(QUESTIONS ON THE MATERIAL)
[1] Could you reproduce the copper market report word for word, from "The most-active June" to "Solutions said in a note."?
[2] How would the copper market report go on after its final sentence? Write the continuation.

───── EXERCISE PASSAGE

May 19 (Reuters) - London copper prices inched higher on Thursday, buoyed by easing COVID-19 restrictions in top metals consumer China, although mounting worries over a global economic slowdown limited gains.

Shanghai will start allowing more businesses in zero-COVID areas to resume normal operations from the start of June, deputy mayor Zhang Wei said as the city prepares for the end of lockdown.

"Sentiment had been buoyed by hopes that China is making progress towards an exit from strict lockdowns," commodity strategists at ANZ said in a note.

Benchmark three-month copper on the London Metal Exchange (LME) was up 0.2% at $9,254 a tonne, as of 0702 GMT, after dropping 1.4% in the previous session. LME aluminium was down 0.1% at $2,853.50 a tonne

The most-active June copper contract on the Shanghai Futures Exchange ended daytime trading down 0.3% at 71,530 yuan ($10,576.04) a tonne.

However, aggressive U.S. rate-hike bets, ongoing lockdowns in China and a batch of poor economic reading from major nations has led to slowdown concerns and weighed on industrial metals.

"Aluminium prices are under significant pressure from a strong US dollar, demand loss from Chinese end-use sectors and poor investor sentiment towards the metals complex," Fitch Solutions said in a note.

──────────
───── MATERIAL SHOWN

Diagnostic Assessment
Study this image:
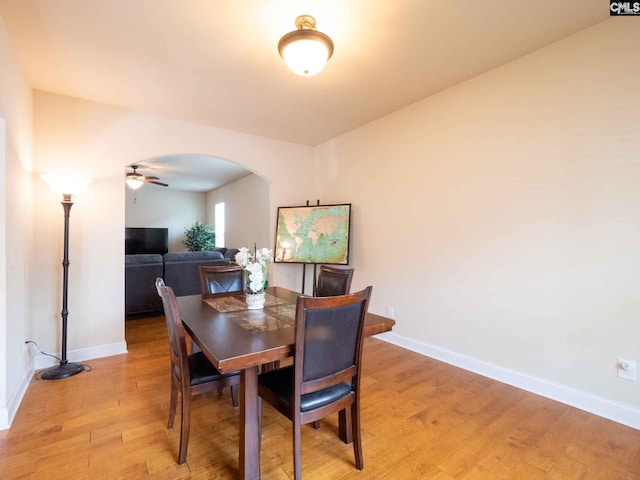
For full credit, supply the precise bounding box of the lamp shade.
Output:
[40,174,91,195]
[278,15,333,77]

──────────

(YOUR WRITTEN ANSWERS)
[1]
The most-active June copper contract on the Shanghai Futures Exchange ended daytime trading down 0.3% at 71,530 yuan ($10,576.04) a tonne.

However, aggressive U.S. rate-hike bets, ongoing lockdowns in China and a batch of poor economic reading from major nations has led to slowdown concerns and weighed on industrial metals.

"Aluminium prices are under significant pressure from a strong US dollar, demand loss from Chinese end-use sectors and poor investor sentiment towards the metals complex," Fitch Solutions said in a note.

[2]
DOLLAR: The dollar rose 0.1% against its rivals, making greenback-denominated metals more expensive for buyers using other currencies.

DATA: Adding to growth worries, Permits for future U.S. homebuilding tumbled to a five-month low in April, suggesting the housing market was slowing amid rising mortgage rates.

INSG: The global nickel market deficit deepened to 11,100 tonnes in March, compared with a shortfall a month earlier of 1,800 tonnes, data from the International Nickel Study Group showed on Wednesday.

COLUMN-Nickel demand boomed in 2021; this year it will be supply: Andy Home.

PRICES: zinc slipped 1% to $3,585.50, nickel was flat at $26,160, lead was steady at $2,054 and tin gained 1.4% to $33,485.

Shanghai aluminium gained 0.8%, zinc slipped 1%, nickel was flat, lead gained 0.6%, while tin climbed 2%.